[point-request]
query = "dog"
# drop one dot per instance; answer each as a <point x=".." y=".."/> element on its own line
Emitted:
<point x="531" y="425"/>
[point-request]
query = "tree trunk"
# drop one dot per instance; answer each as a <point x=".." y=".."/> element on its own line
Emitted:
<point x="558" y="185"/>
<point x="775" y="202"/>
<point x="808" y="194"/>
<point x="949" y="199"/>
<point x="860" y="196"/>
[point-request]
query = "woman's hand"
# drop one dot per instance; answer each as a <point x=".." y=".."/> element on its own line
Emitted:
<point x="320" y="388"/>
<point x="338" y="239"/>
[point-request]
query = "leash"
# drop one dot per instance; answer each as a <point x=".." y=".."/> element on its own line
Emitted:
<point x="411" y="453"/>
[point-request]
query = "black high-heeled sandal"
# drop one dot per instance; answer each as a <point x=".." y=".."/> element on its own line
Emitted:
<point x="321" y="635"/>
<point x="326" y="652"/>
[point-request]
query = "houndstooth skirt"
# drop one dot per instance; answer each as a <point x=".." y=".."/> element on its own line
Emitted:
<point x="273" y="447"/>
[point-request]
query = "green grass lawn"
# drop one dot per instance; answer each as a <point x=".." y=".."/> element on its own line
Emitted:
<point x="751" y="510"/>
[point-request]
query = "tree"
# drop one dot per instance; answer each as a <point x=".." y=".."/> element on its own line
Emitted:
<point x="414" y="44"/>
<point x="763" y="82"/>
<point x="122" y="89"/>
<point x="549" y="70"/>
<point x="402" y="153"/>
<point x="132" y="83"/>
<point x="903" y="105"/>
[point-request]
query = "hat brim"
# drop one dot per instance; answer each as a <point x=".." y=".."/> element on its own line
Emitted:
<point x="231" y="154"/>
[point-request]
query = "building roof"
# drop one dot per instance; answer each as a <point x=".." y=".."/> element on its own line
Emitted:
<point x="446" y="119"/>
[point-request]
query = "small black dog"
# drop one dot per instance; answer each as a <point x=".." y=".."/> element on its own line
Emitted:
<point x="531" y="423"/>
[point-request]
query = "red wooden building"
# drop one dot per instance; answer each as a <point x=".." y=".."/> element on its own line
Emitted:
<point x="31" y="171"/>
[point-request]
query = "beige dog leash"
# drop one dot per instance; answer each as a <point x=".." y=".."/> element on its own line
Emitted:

→ **Exercise description**:
Print again each line of the listing above, exactly as it appears.

→ **Expected answer**:
[point-request]
query = "dog"
# drop one dot per instance; answer each as a <point x=".." y=".."/> element on its own line
Emitted:
<point x="531" y="425"/>
[point-request]
query = "tree trunk"
# drop one dot per instance; answer each as a <point x=".." y=".."/> element on its own line
Emitted:
<point x="558" y="185"/>
<point x="775" y="202"/>
<point x="808" y="194"/>
<point x="949" y="199"/>
<point x="860" y="196"/>
[point-request]
query = "woman's hand"
# drop one dot per instance; answer each as a <point x=".." y=".."/> element on its own line
Emitted:
<point x="320" y="388"/>
<point x="338" y="239"/>
[point-request]
query = "leash"
# drop one dot per instance; answer each as a <point x=".." y=".."/> element on its own line
Emitted:
<point x="411" y="453"/>
[point-request]
query = "black high-heeled sandal"
# drop one dot per instance; answer each as a <point x=".." y=".."/> element on its own line
Emitted:
<point x="321" y="635"/>
<point x="326" y="652"/>
[point-request]
query = "houndstooth skirt"
# drop one dot per instance; answer each as a <point x=".." y=".."/> element on its own line
Emitted:
<point x="273" y="447"/>
[point-request]
query = "green grass lawn"
# drop one dot per instance; answer each as a <point x=".." y=".."/> element on its own line
Emitted:
<point x="751" y="510"/>
[point-request]
query = "tree"
# drop one dot per instance; answer each as a <point x=".." y=".."/> element on its own line
Emitted:
<point x="414" y="44"/>
<point x="763" y="82"/>
<point x="122" y="89"/>
<point x="549" y="70"/>
<point x="402" y="153"/>
<point x="132" y="83"/>
<point x="903" y="105"/>
[point-request]
query = "hat brim"
# drop one dot per instance; answer each as a <point x=".." y=".."/> element on its own line
Emitted:
<point x="231" y="154"/>
[point-request]
query = "building roof"
# drop one dot per instance; answer each as a <point x=".." y=".."/> element on its own line
Emitted:
<point x="446" y="119"/>
[point-request]
query = "small black dog"
# drop one dot per instance; answer each as a <point x=".." y=".."/> element on its own line
Emitted:
<point x="531" y="423"/>
[point-request]
query = "red wooden building"
# drop one dot per instance; answer each as a <point x=".." y=".."/> element on its own line
Emitted:
<point x="31" y="171"/>
[point-request]
query = "beige dog leash"
# drop one dot per instance; answer each as a <point x=".." y=".."/> element on its own line
Emitted:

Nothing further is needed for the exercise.